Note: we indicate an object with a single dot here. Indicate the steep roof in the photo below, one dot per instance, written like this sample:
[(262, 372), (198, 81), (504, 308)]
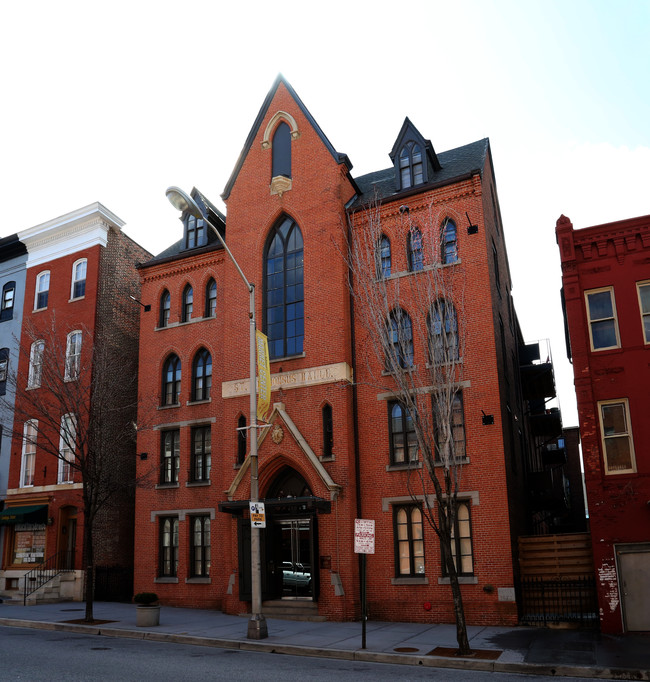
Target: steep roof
[(339, 158), (455, 163)]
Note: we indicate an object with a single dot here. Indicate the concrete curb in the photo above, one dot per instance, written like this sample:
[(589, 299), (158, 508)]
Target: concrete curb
[(342, 654)]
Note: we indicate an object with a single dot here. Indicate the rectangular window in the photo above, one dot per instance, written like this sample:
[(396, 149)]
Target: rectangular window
[(450, 428), (601, 312), (170, 459), (618, 446), (403, 440), (168, 549), (29, 454), (461, 543), (67, 442), (201, 454), (409, 540), (643, 289), (200, 546)]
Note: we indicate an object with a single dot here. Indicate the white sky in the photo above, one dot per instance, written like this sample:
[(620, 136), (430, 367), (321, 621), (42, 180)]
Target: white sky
[(115, 101)]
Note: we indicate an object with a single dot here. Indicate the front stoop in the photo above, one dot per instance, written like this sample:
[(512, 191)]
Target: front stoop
[(292, 609)]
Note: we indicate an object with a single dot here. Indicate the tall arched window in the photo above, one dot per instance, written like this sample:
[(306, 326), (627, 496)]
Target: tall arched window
[(211, 298), (42, 290), (449, 248), (400, 340), (201, 375), (78, 288), (171, 384), (383, 257), (328, 431), (188, 303), (414, 248), (411, 168), (165, 309), (73, 356), (281, 151), (284, 312), (443, 332), (241, 439)]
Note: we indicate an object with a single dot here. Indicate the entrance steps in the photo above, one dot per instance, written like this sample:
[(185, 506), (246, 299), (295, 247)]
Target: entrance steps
[(292, 609)]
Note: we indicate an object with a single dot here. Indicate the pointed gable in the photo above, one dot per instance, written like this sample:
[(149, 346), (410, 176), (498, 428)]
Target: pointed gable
[(293, 133), (414, 158)]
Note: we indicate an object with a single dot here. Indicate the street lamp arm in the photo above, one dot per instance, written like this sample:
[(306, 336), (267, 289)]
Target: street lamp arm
[(184, 202)]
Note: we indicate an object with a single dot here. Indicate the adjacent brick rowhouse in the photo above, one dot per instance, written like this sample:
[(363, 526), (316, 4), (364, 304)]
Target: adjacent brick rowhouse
[(606, 272), (107, 318), (352, 478)]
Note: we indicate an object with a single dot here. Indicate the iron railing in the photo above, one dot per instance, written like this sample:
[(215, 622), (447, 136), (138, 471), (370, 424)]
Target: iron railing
[(561, 600), (61, 562)]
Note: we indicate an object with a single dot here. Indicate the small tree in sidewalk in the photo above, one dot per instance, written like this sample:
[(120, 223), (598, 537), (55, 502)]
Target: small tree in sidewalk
[(392, 311), (80, 392)]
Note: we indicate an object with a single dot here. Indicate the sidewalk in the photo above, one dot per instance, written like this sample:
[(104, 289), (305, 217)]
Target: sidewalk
[(577, 653)]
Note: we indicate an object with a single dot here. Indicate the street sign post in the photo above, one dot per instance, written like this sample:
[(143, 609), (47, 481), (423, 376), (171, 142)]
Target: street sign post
[(364, 543), (258, 515)]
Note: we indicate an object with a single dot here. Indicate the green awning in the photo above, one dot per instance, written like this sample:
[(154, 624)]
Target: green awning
[(35, 513)]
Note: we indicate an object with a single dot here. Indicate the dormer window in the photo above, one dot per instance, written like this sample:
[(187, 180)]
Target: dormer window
[(195, 232), (411, 168)]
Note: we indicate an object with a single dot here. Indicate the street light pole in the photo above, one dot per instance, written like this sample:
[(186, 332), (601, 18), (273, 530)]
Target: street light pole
[(257, 628)]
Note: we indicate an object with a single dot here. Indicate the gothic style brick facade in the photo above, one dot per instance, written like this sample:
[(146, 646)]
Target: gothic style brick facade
[(328, 456)]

- - -

**Exercise goal:** Copy out every one of the records above word for word, and leave the pictures out of your copy.

**Exercise output:**
Note: we indicate an object with a single dot here. Indicate the steep roof in the photo below, one dot per instance, written like this sample:
[(262, 372), (198, 81), (504, 308)]
Target: steep roof
[(339, 158), (455, 163)]
Note: we indicate an object with a single dot here. Indicate the concrete curb in the photo above, one dot per instance, written like this sample:
[(589, 299), (158, 508)]
Target: concrete curb
[(342, 654)]
Note: we indicate an object with a single dot here. Indicate the rectangular window in the photo above, one dot per instance, written like this sample:
[(396, 149)]
Target: rectangular window
[(450, 428), (601, 312), (170, 459), (618, 446), (403, 440), (168, 549), (29, 454), (461, 543), (67, 442), (201, 454), (409, 540), (643, 289), (200, 546)]
Note: we indicate an object with a single dot here. Indicate the white sky in the photo above, one dot per instance, written like this sample:
[(620, 136), (430, 367), (321, 621), (42, 180)]
Target: white sky
[(115, 101)]
Note: we indicate an object with a single dot here. Indicate the front stoop in the photo above, one dot per instance, written like this sample:
[(512, 191)]
Target: front stoop
[(292, 609)]
Note: we indicate an object with a single dot here. Indicate the tall arched window in the photo above, one dot per instance, written like this sample:
[(306, 326), (627, 496)]
Target: tall arched window
[(211, 298), (42, 290), (449, 248), (400, 340), (201, 375), (78, 288), (171, 384), (383, 257), (328, 431), (188, 303), (414, 248), (411, 168), (165, 309), (73, 356), (281, 151), (284, 312), (443, 332), (241, 439)]
Note: we indicate an object with a single dot here. Indicate the entrance steps in the photo above, one dot per instance, written like this sample:
[(185, 506), (246, 299), (295, 247)]
Target: entrance steps
[(292, 609)]
Note: we indicate an object with a single dot here. Indicate the pointed gable in the photo above, one dot per instance, written like this sample:
[(149, 346), (410, 176), (498, 428)]
Target: pointed gable
[(293, 133), (414, 158)]
Note: we indicate an object with a single dot here. Indicate the street lamp arm in the photo above, one dot per instance, written like this sample:
[(306, 336), (267, 289)]
Target: street lamp arm
[(184, 202)]
Note: we indicate an object with a single dot here. Indicate the adjacent brick rowhouse in the photo above, one dot per instance, written like this sample:
[(363, 526), (316, 4), (364, 304)]
Target: adjacent brick rowhouse
[(606, 272), (107, 318), (352, 478)]
Note: we indicate an object with a single dot here. Indicate the iron railing in the photo above, one dot per instance, written like this sample:
[(215, 622), (447, 136), (138, 471), (370, 424)]
Target: iron railing
[(561, 600), (61, 562)]
Note: we indicate an object with a single dot here. Indicate the small tree in sidewalk in the photo above, one dot per instance, written like this sample:
[(120, 223), (598, 537), (55, 502)]
Target: small tree in sidewalk
[(392, 311), (80, 392)]
Note: we indicate an object with a single dot here. Indicate the sidewalk in the photo above, one dot per instance, written like this sample:
[(104, 289), (305, 217)]
Target: sidewalk
[(577, 653)]
Note: we indicate an object with a single dot here. Indicate the street sign post in the photo above, one dot per instance, written like this sample:
[(143, 609), (47, 481), (423, 376), (171, 142)]
Target: street sign post
[(364, 543), (258, 515)]
Note: we indicate an object with a single dot here. Indicate the green awning in the photo above, one dot per instance, written like this sample:
[(154, 624)]
Target: green awning
[(35, 513)]
Note: we indicate an object with a single dot here. Indicate the dormer window in the photo above, one dot per instance, written like this sample:
[(187, 180)]
Target: dormer window
[(195, 232), (411, 168)]
Note: we indicate an object with a single dot here. Indicate the street light pole in the photo above, one dot per instance, written like this sample:
[(186, 332), (601, 18), (273, 530)]
Target: street light pole
[(257, 628)]
Note: we indicate an object with a single dot here. Indicate the gothic style brick facade in the photo above, one dot per instance, written like this sample:
[(146, 646)]
Target: gothic style brick facade
[(328, 456)]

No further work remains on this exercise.